[Excerpts from a point labeling dataset]
+===+

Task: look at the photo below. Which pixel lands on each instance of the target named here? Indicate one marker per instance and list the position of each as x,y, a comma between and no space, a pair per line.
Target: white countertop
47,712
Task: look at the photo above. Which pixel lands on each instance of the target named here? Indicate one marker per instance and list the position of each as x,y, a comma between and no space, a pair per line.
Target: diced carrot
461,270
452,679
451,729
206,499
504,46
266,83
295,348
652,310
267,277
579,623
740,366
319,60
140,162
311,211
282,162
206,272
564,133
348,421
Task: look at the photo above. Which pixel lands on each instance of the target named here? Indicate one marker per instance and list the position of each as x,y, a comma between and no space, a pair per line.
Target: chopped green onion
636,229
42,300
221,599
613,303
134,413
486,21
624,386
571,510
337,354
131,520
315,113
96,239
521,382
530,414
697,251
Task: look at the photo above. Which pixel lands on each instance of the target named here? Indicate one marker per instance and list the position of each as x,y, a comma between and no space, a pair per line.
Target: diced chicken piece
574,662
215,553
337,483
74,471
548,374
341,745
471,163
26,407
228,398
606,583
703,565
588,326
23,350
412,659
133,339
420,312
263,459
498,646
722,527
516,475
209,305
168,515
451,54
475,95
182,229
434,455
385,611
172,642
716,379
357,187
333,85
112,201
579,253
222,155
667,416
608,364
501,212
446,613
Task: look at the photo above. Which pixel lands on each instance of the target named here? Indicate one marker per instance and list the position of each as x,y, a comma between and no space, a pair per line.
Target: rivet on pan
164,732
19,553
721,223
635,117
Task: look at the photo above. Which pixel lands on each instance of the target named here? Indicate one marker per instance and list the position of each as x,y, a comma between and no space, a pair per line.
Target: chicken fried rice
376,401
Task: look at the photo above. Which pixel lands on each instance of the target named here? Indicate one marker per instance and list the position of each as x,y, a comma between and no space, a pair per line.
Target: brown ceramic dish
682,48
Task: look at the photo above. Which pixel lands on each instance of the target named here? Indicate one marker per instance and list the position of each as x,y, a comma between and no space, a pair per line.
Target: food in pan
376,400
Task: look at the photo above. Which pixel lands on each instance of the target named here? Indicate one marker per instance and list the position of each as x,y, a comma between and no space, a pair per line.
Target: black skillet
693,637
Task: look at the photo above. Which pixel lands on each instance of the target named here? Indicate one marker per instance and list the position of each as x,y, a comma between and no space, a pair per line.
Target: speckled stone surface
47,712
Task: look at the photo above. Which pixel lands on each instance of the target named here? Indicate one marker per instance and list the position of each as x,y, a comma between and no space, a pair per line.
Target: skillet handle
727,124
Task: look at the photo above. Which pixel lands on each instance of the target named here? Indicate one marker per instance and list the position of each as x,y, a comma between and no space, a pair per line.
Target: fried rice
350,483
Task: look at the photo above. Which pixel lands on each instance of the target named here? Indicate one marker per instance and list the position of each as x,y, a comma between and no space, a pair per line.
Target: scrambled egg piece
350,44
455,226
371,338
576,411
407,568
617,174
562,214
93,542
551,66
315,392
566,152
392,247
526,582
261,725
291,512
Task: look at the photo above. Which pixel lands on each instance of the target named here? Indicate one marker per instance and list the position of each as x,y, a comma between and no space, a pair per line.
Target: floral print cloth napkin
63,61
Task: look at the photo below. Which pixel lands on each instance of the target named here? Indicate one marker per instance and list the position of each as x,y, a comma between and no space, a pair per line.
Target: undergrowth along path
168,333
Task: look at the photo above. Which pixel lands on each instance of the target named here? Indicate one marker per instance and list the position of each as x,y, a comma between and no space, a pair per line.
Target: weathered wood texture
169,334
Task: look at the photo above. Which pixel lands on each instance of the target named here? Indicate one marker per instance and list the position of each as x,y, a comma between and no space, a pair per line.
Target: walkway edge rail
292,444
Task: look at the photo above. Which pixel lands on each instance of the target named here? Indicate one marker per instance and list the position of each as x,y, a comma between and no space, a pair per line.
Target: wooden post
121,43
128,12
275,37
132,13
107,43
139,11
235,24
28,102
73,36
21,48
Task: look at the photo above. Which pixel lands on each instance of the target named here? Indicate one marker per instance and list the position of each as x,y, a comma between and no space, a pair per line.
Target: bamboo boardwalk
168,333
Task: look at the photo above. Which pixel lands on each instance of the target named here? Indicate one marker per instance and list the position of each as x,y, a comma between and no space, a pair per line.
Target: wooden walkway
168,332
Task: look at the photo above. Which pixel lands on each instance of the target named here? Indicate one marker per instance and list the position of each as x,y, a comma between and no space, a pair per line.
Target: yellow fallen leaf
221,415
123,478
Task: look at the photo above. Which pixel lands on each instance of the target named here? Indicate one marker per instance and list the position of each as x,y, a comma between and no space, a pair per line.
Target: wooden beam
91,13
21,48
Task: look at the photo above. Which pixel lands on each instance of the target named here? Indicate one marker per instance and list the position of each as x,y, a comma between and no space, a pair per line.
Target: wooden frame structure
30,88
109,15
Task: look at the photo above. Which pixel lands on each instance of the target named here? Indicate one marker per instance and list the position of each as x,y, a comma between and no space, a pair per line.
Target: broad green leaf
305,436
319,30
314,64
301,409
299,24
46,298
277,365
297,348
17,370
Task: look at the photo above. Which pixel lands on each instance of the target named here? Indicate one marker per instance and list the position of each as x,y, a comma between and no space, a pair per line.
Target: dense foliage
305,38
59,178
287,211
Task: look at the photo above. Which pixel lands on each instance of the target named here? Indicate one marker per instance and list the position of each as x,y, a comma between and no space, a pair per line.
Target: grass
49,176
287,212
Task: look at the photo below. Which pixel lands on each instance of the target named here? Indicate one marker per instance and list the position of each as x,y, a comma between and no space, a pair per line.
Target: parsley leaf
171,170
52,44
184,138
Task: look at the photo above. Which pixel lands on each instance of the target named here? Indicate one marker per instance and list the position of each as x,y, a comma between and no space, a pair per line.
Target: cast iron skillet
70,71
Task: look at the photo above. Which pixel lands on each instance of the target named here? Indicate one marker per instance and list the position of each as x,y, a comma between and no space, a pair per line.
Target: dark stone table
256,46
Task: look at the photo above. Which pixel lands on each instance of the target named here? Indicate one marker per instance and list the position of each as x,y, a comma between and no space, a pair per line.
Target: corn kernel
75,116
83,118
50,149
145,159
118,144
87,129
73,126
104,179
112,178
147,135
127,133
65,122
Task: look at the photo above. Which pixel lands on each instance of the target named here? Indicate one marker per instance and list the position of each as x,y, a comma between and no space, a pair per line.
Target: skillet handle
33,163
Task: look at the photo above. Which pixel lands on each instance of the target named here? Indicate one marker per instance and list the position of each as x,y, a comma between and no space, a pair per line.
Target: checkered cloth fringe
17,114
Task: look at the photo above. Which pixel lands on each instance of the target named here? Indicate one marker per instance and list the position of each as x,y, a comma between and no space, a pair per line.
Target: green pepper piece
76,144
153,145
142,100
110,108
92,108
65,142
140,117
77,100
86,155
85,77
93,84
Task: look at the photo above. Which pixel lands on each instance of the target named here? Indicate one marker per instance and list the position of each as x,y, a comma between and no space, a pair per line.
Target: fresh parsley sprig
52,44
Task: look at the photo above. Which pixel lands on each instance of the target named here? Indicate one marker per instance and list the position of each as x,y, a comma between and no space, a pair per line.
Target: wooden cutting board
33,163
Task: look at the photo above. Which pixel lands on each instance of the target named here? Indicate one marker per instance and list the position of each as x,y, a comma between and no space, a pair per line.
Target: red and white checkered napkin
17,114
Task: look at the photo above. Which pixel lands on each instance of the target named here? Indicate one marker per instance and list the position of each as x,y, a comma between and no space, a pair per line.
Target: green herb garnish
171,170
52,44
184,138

+===+

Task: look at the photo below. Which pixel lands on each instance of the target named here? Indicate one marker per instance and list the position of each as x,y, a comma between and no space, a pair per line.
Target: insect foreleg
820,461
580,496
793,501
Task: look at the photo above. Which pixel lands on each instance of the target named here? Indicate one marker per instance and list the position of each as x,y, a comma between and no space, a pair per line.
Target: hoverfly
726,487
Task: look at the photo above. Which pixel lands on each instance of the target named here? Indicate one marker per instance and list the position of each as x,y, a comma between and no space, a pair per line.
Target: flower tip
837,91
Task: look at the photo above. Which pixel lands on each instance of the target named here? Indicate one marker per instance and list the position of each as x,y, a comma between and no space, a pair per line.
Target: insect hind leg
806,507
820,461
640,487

+===+

[What you are asked to do]
Show each line in the rows above that contains the string "wooden".

[Solution to the exercise]
Target: wooden post
Target: wooden walkway
Target: wooden beam
Target: wooden frame structure
Target: wooden cutting board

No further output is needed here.